**WHAT IS ASKED**.
Repeat the listing below line for line, without changing a single character.

(A run of records)
┏━━

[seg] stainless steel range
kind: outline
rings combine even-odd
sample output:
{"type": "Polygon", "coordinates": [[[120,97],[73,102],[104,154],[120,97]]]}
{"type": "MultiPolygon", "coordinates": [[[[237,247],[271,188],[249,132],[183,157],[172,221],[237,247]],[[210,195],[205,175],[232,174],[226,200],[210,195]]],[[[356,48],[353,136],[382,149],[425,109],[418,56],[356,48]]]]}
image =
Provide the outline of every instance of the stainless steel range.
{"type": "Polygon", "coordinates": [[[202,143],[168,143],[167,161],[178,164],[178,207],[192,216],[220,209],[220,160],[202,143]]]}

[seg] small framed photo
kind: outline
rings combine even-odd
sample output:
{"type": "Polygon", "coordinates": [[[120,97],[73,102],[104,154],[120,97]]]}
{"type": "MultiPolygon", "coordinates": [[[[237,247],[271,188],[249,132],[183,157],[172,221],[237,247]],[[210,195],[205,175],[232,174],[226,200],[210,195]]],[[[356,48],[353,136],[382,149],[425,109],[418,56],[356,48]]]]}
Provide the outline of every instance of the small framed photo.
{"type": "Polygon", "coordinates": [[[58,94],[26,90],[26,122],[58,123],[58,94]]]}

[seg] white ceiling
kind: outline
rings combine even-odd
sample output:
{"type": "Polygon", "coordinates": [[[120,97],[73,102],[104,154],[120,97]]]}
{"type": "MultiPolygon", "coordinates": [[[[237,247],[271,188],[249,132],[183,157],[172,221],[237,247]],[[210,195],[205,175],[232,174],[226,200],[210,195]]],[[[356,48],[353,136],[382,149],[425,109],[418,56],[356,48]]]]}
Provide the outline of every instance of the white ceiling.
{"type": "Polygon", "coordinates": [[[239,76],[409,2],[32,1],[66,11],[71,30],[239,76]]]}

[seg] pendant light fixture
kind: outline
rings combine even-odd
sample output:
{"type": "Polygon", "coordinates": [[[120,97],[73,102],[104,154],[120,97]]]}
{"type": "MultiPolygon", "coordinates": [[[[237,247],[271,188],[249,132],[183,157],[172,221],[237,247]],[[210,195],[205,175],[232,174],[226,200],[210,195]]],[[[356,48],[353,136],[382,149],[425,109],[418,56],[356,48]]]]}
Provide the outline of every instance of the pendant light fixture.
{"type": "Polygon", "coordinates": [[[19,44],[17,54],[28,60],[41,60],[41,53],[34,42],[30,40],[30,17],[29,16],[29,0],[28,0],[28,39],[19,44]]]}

┗━━

**SOLUTION TO THIS PROBLEM**.
[seg] stainless steel range
kind: outline
rings combine even-odd
sample output:
{"type": "Polygon", "coordinates": [[[120,97],[73,102],[104,154],[120,97]]]}
{"type": "MultiPolygon", "coordinates": [[[[237,247],[271,188],[249,132],[183,157],[172,221],[237,247]],[[210,195],[205,175],[232,174],[226,200],[210,195]]],[[[356,48],[353,136],[382,149],[425,109],[418,56],[356,48]]]]}
image =
Provide the outline of every instance of the stainless steel range.
{"type": "Polygon", "coordinates": [[[202,143],[168,143],[167,161],[178,164],[178,207],[192,216],[220,209],[220,160],[202,143]]]}

[seg] small framed photo
kind: outline
rings combine even-odd
sample output:
{"type": "Polygon", "coordinates": [[[120,97],[73,102],[104,154],[120,97]]]}
{"type": "MultiPolygon", "coordinates": [[[[237,247],[271,188],[249,132],[183,157],[172,221],[237,247]],[[210,195],[205,175],[232,174],[226,200],[210,195]]],[[[356,48],[353,136],[382,149],[425,109],[418,56],[356,48]]]]}
Provide the outline of every instance of the small framed photo.
{"type": "Polygon", "coordinates": [[[58,94],[26,90],[26,122],[58,123],[58,94]]]}

[seg] white ceiling
kind: outline
rings combine even-odd
sample output:
{"type": "Polygon", "coordinates": [[[120,97],[73,102],[104,154],[120,97]]]}
{"type": "MultiPolygon", "coordinates": [[[[237,247],[271,188],[249,132],[183,157],[172,221],[237,247]],[[210,195],[205,175],[232,174],[226,200],[210,195]]],[[[356,48],[353,136],[382,149],[425,109],[418,56],[356,48]]]]}
Provide the outline of every instance of the white ceiling.
{"type": "Polygon", "coordinates": [[[239,76],[409,2],[32,1],[66,11],[71,30],[239,76]]]}

[seg] pendant light fixture
kind: outline
rings combine even-odd
sample output:
{"type": "Polygon", "coordinates": [[[120,97],[73,102],[104,154],[120,97]]]}
{"type": "MultiPolygon", "coordinates": [[[[237,247],[271,188],[249,132],[183,157],[172,221],[237,247]],[[210,195],[205,175],[232,174],[226,200],[210,195]]],[[[356,48],[353,136],[382,149],[425,109],[418,56],[356,48]]]]}
Provide the outline of every instance of the pendant light fixture.
{"type": "Polygon", "coordinates": [[[19,44],[17,54],[28,60],[41,60],[41,53],[34,42],[30,40],[30,17],[29,16],[29,0],[28,0],[28,39],[19,44]]]}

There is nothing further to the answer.